The Future of 3-D Fashion
Fashion x science.
Just like the sewing machine revolutionized clothing production in the late 18th century, 3-D printing is causing a stir in the modern sartorial world. While the 3-D printer hasn’t become a household appliance—not yet—this curious new technology is courting the fashion industry in high style.
Fashion editors really took notice when Demna Gvasalia presented his autumn 2018 collection for Balenciaga. Experimental in an accessible and discreet way, the influential designer used 3-D scans to custom fit his models with lightweight foam moulds that were, themselves, also 3-D printed. Virtually seamless, each hourglass shell was finished with a single layer of tweed or houndstooth, representing a fresh, new take on the traditional fall coat.
Dutch designer Iris van Herpen is at the forefront of the 3-D phenomenon. Sometimes collaborating with Toronto-based artist and architect Philip Beesley, the former dancer has sculpted wearable masterpieces in fantastical, organic themes ranging from shells to soap bubbles. Time magazine hailed her 3-D dresses, which she debuted in 2011, as one of the best inventions of that year. Never late to the party, Karl Lagerfeld has dipped his gloved hands into 3-D technology. In his autumn 2015 haute couture collection for Chanel, the Kaiser presented 3-D–printed versions of the maison’s classic tweed ensembles.
In 2016, van Herpen and Chanel were showcased in Manus x Machina: Fashion in an Age of Technology at the Metropolitan Museum of Art, a timely exhibit that explored and questioned the dichotomy between the perceived luxury of garments made by hand and the soulless nature of those made by machine. While van Herpen’s magnificent portfolio went some ways to debunking the theory, her works are nevertheless more at home in museums or draped upon Lady Gaga or Björk than in the average woman’s closet.
“In terms of fashion, the future depends on the evolution of 3-D printers that will be able to print fabrics that are soft, resistant, and washable.”

### Short exercise A
Express the entries below as a JSON list of strings, one string per line with blank lines left out, beginning with the line that contains "Get the bounding box of large" and going on through the last line of the entries.

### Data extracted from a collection
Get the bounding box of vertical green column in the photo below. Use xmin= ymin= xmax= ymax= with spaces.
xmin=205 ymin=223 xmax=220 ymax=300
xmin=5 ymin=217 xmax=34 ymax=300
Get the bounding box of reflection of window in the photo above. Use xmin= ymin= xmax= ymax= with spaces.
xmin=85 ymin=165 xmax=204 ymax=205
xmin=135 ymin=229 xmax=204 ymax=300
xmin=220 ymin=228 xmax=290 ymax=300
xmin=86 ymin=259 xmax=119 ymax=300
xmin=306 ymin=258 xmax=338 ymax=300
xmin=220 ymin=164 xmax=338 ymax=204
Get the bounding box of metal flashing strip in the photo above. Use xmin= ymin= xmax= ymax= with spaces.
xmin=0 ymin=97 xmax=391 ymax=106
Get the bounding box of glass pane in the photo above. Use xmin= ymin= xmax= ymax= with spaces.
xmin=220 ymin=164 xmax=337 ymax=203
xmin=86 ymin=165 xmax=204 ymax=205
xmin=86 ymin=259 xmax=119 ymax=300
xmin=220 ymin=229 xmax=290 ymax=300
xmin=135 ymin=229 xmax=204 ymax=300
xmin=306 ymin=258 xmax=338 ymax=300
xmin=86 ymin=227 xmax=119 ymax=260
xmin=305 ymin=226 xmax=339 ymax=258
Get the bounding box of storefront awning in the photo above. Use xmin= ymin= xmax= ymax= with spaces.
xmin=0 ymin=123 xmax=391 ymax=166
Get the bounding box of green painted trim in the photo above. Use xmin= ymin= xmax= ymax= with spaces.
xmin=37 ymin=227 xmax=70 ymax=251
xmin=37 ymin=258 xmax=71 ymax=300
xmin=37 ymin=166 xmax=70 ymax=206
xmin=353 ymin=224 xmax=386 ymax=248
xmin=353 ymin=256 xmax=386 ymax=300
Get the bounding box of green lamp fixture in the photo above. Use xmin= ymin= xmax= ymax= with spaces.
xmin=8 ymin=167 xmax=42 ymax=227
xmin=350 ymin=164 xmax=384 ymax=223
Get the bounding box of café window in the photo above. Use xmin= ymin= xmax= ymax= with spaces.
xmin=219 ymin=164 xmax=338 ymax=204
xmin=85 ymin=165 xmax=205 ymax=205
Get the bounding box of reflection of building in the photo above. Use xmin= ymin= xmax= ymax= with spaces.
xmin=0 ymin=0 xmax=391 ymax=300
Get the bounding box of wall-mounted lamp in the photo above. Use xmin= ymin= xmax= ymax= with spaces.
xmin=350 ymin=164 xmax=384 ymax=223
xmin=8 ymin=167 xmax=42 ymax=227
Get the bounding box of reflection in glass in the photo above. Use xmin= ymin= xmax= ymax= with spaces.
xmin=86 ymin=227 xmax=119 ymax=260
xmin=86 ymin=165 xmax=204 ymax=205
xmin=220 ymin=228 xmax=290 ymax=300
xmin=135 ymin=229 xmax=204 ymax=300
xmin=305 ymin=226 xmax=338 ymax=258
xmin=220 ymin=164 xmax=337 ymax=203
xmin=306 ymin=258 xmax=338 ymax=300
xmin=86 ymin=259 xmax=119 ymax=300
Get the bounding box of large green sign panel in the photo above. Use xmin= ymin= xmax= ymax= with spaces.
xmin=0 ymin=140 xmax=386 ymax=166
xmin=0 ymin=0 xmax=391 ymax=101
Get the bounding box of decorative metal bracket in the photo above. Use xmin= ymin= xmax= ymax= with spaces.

### Short exercise B
Write the next part of the article on 3-D printing in fashion, picking up after its final sentence.

### Task result A
[
  "Get the bounding box of large green sign panel in the photo above. Use xmin= ymin= xmax= ymax= with spaces.",
  "xmin=0 ymin=140 xmax=386 ymax=166",
  "xmin=0 ymin=0 xmax=391 ymax=101",
  "Get the bounding box of decorative metal bracket in the photo above. Use xmin= ymin= xmax= ymax= with spaces."
]

### Task result B
Science is also steering our attitudes in new directions. While haute couture is highly customized to elite individuals, new Adidas technology aims to deliver custom-fitted high-performance running shoes to the masses. Sneaker aficionados got a soft feel for this last June when the label introduced the Y-3 Runner 4D from Adidas and Yohji Yamamoto, which has a spectacular web-like, 3-D–printed midsole. It is a designer upgrade of the craze-inducing Futurecraft 4D, introduced just a few months earlier. Adidas hopes to expand the technology to incorporate fully personalized 3-D scans of feet for optimized fit and performance—the ultimate in made-to-measure footwear.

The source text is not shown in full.